## Problem to solve
Your task is to copy the listing exactly. Drop any pictures from the copy.

## The data
┄┄┄┄┄┄┄┄┄┄┄┄┄┄┄┄┄┄┄┄

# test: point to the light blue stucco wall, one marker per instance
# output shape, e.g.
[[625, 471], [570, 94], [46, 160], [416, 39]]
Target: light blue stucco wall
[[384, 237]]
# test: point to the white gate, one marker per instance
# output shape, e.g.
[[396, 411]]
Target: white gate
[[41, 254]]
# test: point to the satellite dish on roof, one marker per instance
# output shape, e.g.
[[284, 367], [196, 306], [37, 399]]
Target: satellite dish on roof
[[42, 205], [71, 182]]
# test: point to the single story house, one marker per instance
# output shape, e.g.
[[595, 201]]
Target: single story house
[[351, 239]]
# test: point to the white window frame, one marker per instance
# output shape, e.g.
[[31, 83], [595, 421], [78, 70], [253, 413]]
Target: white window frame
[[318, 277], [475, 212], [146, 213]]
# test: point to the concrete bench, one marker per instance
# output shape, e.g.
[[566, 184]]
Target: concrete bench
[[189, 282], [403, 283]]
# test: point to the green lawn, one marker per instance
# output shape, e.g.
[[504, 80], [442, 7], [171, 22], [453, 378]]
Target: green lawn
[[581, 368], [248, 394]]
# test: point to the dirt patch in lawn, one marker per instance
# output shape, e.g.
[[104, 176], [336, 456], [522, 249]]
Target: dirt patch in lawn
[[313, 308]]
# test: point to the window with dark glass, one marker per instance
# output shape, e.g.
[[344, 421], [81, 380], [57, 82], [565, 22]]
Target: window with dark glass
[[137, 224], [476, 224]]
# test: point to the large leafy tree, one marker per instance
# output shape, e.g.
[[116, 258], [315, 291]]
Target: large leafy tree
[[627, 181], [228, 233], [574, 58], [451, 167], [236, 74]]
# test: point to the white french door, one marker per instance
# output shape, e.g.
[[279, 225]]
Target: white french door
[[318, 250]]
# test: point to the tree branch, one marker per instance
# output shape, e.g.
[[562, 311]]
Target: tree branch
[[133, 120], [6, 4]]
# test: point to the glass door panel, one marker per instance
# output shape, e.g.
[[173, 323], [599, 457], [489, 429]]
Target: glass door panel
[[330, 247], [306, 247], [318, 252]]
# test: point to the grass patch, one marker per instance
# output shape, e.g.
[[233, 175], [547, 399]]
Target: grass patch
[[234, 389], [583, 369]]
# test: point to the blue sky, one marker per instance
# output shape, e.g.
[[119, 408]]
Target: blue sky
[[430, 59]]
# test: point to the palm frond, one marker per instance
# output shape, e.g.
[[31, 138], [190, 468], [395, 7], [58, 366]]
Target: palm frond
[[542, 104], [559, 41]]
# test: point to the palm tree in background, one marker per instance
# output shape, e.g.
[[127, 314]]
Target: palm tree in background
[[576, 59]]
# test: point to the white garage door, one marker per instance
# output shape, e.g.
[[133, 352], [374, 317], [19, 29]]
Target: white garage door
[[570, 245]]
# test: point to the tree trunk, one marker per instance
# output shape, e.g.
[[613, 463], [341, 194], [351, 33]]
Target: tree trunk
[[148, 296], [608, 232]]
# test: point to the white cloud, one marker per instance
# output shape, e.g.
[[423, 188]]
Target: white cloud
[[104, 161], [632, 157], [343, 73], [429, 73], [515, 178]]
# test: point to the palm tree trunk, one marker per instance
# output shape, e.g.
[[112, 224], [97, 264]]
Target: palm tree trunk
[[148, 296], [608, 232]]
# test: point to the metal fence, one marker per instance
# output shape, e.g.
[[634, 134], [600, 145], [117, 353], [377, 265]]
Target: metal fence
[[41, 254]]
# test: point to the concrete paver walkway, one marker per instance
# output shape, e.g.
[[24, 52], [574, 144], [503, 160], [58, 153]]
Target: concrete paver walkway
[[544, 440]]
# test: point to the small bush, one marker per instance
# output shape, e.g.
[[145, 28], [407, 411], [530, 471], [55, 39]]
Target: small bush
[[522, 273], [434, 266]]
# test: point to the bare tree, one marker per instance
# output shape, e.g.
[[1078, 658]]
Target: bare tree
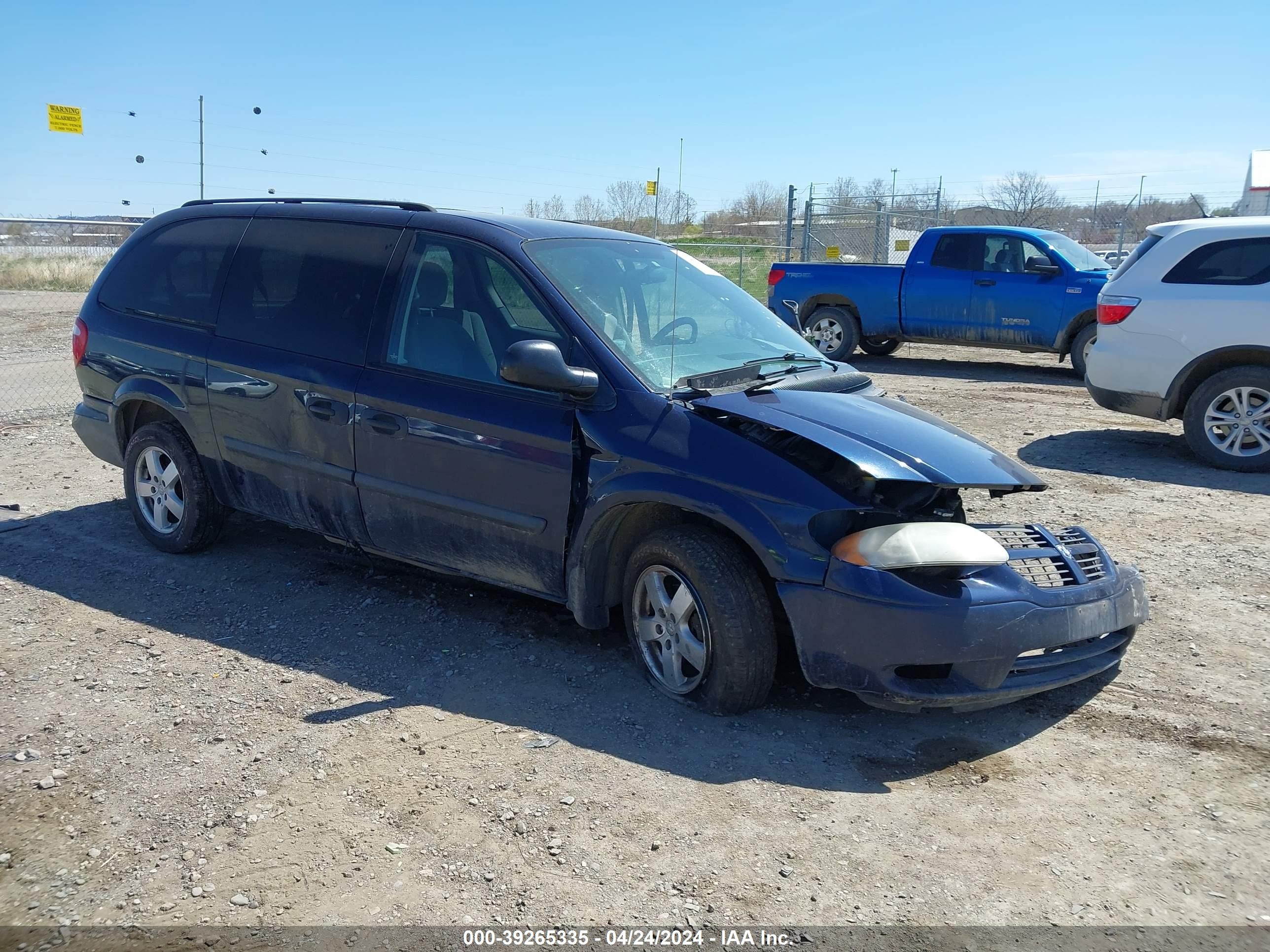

┄┄┄┄┄┄┄┄┄┄┄┄┄┄┄┄┄┄┄┄

## Answer space
# test: point to the light blue stucco wall, one marker per instance
# output shape, e.g.
[[625, 471], [570, 94], [46, 160], [416, 39]]
Target: light blue stucco wall
[[384, 237]]
# test: point to the white gate, one marker per instance
# output shape, e.g.
[[396, 411]]
Target: white gate
[[41, 254]]
# test: point to the satellite dish on roof, one marker per instance
# output shape, e.g.
[[284, 367], [196, 306], [37, 399]]
Target: satellite dish on roof
[[42, 205], [71, 182]]
# test: point to the single story house, one marker per instance
# output shape, e.g.
[[595, 201]]
Target: single story house
[[351, 239]]
# test: point to the white window frame, one marker per instance
# output shape, e.g.
[[31, 83], [595, 421], [78, 70], [253, 413]]
Target: white window frame
[[318, 277], [475, 212], [146, 213]]
# test: point to the concrete bench, one marker per instance
# output shape, e.g.
[[566, 184]]
Target: concrete bench
[[189, 282], [403, 283]]
# test: point to the green lawn, one marker per instance
# output shape, e.g.
[[504, 80], [442, 7], [171, 22], [453, 378]]
Target: green lawn
[[581, 368], [248, 394]]
# test: point to the dirt patch in lawn, one marker per instance
# output shape, e.g.
[[104, 176], [336, 456], [522, 249]]
Target: dirt patch in lawn
[[313, 308]]
# test: point to the window with dark glass, one marker per instance
# output shape, e.g.
[[344, 421], [81, 380], [57, 82], [565, 22]]
Target: window with dark glass
[[137, 224], [476, 224]]
# test: point to the large leafy tree, one marker per instance
# output shape, e.g.
[[116, 258], [315, 291]]
Target: large leafy tree
[[627, 181], [228, 233], [574, 58], [451, 167], [236, 74]]
# test: point to the white french door, one marker per instance
# output shape, e.g.
[[279, 225]]
Target: white french door
[[318, 250]]
# test: point to the tree branch, one marker per instance
# output shape, e.g.
[[562, 311]]
Target: tree branch
[[133, 120], [6, 4]]
# test: point to the glass door panel, one marker per instance
# output shape, e.g.
[[173, 323], [599, 457], [489, 429]]
Target: glass door panel
[[330, 247], [306, 247], [318, 252]]
# test: point to the grass patch, one marker per instance
# output shape, e.g.
[[233, 175], [547, 399]]
Target: grass patch
[[234, 389], [583, 369]]
# test: point to the blue sky, one marker per instance
# output shape, e.g.
[[119, 408]]
Target: blue sky
[[430, 59]]
# test: point to the palm frond, one marker per instance
# output shape, e.g.
[[31, 138], [190, 468], [395, 7], [58, 366]]
Target: palm frond
[[542, 104], [559, 41]]
# test: point to the palm tree in background, one marker per instance
# output shape, e.g.
[[127, 314]]
Target: palm tree in background
[[576, 59]]
# test: point to the white garage door, one marker per instance
# output shape, e.g.
[[133, 352], [374, 317], [19, 29]]
Target: white garage door
[[570, 245]]
# test: point to the tree trunk, one marker per instance
# output shape, e.g.
[[613, 463], [341, 194], [351, 33]]
Target: tree trunk
[[148, 296], [608, 232]]
# test: point to the white cloud, one marker per instance
# output shape, e.g.
[[423, 188]]
Target: white cloud
[[104, 161], [632, 157], [343, 73], [429, 73], [515, 178]]
# test: point to the palm tree trunk, one marker per instance
# output shape, e.g.
[[112, 224], [97, 264]]
Target: palm tree trunk
[[148, 296], [608, 232]]
# test: point to the metal fence, one marker per instance
# output shape, e.g.
[[634, 134], [600, 145], [117, 353], [377, 265]]
Target: metal fence
[[41, 254]]
# test: point to the concrete paver walkway, one marker per instance
# output shape, e.g.
[[24, 52], [574, 144], [503, 160], [58, 153]]
Target: concrete paver walkway
[[544, 440]]
# test: point to the small bush, one marker per instance
# output shape, e.g.
[[145, 28], [407, 411], [530, 471], [55, 39]]
Target: small bush
[[522, 273], [434, 266]]
# test: point to the bare tree, one marker per instance
# output shape, e.g.
[[1078, 658]]
Target: bare tree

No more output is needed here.